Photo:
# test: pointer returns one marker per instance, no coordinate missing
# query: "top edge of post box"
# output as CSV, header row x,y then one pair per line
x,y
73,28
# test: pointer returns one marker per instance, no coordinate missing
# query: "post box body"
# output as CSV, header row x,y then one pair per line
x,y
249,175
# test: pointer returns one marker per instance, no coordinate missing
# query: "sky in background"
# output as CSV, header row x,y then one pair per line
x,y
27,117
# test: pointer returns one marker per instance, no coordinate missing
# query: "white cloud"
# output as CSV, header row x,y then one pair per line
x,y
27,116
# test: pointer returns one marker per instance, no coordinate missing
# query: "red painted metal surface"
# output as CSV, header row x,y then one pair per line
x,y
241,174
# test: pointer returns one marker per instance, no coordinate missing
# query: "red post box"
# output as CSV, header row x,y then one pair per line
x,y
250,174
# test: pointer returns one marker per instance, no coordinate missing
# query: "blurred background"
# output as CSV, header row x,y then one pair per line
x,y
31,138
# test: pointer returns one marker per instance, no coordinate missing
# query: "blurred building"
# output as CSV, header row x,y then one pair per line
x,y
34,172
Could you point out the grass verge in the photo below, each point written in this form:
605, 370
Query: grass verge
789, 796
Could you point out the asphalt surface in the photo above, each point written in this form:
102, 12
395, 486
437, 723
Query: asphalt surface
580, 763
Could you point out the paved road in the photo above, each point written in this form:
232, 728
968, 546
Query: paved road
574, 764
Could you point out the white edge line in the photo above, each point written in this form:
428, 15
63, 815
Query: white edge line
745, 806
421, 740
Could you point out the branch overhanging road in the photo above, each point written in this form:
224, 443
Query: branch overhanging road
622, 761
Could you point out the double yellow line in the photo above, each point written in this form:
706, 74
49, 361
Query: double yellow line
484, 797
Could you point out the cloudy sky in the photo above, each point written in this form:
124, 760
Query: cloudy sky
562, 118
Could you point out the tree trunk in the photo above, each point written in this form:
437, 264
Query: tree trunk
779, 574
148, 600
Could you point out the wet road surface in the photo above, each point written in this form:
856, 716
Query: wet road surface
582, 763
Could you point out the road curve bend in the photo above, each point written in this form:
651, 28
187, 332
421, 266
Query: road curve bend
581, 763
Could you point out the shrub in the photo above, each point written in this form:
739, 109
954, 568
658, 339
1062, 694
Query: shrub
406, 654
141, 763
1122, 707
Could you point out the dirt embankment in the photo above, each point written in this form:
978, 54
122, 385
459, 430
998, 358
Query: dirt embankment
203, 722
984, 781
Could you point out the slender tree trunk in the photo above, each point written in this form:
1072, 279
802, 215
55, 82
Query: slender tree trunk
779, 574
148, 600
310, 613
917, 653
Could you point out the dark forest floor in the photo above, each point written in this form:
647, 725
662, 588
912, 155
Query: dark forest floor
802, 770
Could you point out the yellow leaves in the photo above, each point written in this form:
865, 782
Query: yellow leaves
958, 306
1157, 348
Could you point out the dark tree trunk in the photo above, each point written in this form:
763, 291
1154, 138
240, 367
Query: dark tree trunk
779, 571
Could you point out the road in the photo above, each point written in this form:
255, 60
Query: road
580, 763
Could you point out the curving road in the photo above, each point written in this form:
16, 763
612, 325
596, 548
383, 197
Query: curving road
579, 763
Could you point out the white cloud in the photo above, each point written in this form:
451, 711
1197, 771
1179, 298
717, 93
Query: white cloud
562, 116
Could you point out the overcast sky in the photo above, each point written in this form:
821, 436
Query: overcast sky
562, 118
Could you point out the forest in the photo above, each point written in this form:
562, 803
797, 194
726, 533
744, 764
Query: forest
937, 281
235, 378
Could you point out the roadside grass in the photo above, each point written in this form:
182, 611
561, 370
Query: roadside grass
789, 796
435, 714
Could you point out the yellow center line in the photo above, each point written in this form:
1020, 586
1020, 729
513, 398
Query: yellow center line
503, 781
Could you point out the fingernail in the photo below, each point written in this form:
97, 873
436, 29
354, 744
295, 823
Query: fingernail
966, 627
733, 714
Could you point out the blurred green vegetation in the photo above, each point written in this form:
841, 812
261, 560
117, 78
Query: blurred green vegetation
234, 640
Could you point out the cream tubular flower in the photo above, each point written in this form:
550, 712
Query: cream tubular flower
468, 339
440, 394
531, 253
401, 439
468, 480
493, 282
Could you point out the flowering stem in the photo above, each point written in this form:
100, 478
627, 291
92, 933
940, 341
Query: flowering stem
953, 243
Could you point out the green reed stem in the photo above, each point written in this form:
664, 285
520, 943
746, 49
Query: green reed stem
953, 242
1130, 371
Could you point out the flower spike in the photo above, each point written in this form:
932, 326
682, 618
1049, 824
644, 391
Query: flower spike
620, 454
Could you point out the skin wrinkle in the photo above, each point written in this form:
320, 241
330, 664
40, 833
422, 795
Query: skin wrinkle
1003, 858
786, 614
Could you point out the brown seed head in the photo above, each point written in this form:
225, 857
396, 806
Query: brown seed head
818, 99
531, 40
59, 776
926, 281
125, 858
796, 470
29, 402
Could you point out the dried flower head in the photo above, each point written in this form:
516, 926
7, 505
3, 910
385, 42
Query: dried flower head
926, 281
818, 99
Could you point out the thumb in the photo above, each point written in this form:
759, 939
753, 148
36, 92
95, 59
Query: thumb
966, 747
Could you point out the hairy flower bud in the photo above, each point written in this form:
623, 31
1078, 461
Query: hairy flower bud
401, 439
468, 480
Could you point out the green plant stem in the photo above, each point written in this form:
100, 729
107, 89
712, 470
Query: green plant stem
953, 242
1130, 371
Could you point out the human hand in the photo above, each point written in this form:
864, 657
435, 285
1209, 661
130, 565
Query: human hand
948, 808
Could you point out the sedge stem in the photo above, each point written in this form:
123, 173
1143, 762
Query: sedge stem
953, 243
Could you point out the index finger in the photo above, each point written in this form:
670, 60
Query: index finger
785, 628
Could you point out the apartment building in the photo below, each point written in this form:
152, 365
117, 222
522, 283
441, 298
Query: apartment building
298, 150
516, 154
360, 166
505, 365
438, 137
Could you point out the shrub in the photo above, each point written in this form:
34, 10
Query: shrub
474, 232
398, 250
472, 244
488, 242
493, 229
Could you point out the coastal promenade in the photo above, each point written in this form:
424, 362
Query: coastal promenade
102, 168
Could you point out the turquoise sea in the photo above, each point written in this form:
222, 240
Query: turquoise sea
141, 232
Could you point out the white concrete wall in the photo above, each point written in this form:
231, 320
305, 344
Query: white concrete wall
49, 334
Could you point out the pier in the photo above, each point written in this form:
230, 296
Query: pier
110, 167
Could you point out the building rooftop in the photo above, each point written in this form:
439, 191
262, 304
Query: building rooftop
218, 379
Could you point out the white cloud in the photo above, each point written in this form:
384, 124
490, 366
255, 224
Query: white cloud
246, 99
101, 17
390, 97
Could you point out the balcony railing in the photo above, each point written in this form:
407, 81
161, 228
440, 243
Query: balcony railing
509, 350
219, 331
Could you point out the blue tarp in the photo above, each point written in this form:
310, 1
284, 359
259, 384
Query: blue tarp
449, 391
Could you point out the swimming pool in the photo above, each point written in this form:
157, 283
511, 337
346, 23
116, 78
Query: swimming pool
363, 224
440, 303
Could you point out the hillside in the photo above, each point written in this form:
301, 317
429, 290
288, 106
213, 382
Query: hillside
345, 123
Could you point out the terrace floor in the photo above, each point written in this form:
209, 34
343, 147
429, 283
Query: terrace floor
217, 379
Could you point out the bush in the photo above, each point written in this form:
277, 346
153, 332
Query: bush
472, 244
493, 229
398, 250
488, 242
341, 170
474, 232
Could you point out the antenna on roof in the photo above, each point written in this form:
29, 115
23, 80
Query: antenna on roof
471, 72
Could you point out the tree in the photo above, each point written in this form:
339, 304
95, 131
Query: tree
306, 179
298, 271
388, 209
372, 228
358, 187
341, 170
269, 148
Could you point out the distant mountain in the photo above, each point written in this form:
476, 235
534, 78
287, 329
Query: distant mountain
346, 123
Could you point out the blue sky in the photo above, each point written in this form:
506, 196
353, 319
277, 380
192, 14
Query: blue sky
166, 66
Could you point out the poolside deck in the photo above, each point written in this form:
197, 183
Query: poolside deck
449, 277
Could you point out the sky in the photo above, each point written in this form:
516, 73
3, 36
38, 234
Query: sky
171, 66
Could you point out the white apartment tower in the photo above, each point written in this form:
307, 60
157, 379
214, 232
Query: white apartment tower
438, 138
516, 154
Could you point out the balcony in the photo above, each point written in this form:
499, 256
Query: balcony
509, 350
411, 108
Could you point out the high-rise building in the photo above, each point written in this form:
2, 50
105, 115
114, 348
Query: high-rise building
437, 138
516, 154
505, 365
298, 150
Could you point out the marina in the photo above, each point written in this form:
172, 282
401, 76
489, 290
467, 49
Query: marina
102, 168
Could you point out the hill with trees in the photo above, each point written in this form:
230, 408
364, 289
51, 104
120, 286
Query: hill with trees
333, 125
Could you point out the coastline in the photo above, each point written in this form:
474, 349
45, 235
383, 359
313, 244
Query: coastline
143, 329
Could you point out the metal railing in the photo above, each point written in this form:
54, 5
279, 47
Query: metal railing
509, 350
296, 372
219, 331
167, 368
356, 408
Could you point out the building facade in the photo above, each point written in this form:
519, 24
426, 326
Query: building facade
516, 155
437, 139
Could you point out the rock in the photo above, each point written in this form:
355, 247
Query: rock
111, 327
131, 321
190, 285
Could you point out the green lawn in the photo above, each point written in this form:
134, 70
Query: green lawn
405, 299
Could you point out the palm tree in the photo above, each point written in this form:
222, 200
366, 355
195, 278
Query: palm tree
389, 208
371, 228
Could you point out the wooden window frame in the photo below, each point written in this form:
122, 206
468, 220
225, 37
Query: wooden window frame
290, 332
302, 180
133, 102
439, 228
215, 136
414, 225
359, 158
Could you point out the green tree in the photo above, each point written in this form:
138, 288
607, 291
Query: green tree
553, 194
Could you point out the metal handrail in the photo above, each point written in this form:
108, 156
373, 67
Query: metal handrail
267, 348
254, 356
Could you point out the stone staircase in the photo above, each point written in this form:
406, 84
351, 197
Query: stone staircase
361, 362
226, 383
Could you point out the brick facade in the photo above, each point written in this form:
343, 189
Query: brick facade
........
**What you need to do**
If a line in the data above includes the string "post", copy it.

**Your response**
# query: "top edge of post box"
# query: "post box body"
# query: "red post box"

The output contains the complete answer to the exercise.